▶ [ACTIONS TO TAKE]
- a) According to the blog post about Karen Russell, what name is given to every alligator in the Bigtree family's park?
- b) Write the next part of the blog post about Karen Russell, continuing on from its last sentence.

▶ [TEXT EXCERPT]
Segment Open
New paragraphs from a flock of young Midwestern writers.

Friday, February 18, 2011

Karen Russell, y'all

You guys are all probably sick of hearing about her, but she seriously rocks my socks. She writes with tons of energy and boldness. Her narration is both hilarious and fun; she captures the goofiness and magic of childhood really well. A few of my favorite excerpts from Swamplandia!:

"sproingingly" [adv.]

Every gator in the Bigtree family's alligator park is named Seth. Here is one of the sweatshirts they sell at the gift shop. "This is what the sweatshirt said: 'STOP IN THE NAME OF SETH, BEFORE HE EATS YOUR HEART.' So far as I knew, nobody in the history of our gift store transactions had ever exchanged legal tender for one."
Segment Closed
Recorded data:
Segment Open
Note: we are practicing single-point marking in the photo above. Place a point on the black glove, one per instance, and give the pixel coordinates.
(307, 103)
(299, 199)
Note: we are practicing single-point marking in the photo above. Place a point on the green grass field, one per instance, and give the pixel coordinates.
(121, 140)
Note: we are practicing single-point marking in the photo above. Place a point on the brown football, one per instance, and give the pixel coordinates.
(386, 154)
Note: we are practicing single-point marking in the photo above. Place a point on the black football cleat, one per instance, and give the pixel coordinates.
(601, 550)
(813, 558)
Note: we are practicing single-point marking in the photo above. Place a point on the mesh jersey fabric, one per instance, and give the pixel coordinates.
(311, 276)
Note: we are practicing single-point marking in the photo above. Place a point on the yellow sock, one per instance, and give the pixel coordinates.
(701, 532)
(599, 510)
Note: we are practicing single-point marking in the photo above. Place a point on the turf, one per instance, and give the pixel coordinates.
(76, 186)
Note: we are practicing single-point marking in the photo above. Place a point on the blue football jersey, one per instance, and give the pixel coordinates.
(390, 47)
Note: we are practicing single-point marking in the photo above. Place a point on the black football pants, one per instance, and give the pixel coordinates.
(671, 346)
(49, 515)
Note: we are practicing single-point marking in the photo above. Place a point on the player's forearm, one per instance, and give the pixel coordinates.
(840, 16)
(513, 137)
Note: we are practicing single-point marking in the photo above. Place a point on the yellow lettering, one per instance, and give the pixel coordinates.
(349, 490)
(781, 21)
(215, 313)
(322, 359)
Segment Closed
▶ [RESPONSES FOR EACH TASK]
- a) Every alligator there is named Seth.

- b)
The narrator's brother, Kiwi Bigtree, gets a summer job at an amusement park called the World of Darkness. Re his uniform: "'Wait, they made me pay for this shirt?' Kiwi stared down at his chest, which glowed like a barbecue coal. 'Is that hopefully against some law?'  This uniform was starchy, ill-fitting. It had a huge puffy flame exploding out of it. 'Like a blister,' Kiwi told Scott. Kiwi was no expert, but it seemed like the World of Darkness employees should be the ones receiving extra money to wear these suits. Yvans liked to jog around the ladies in his outfit and blow into an invisible whistle. 'Margaret!' he'd shout. 'Look! I am the referee for a girls' soccer game in hell!'"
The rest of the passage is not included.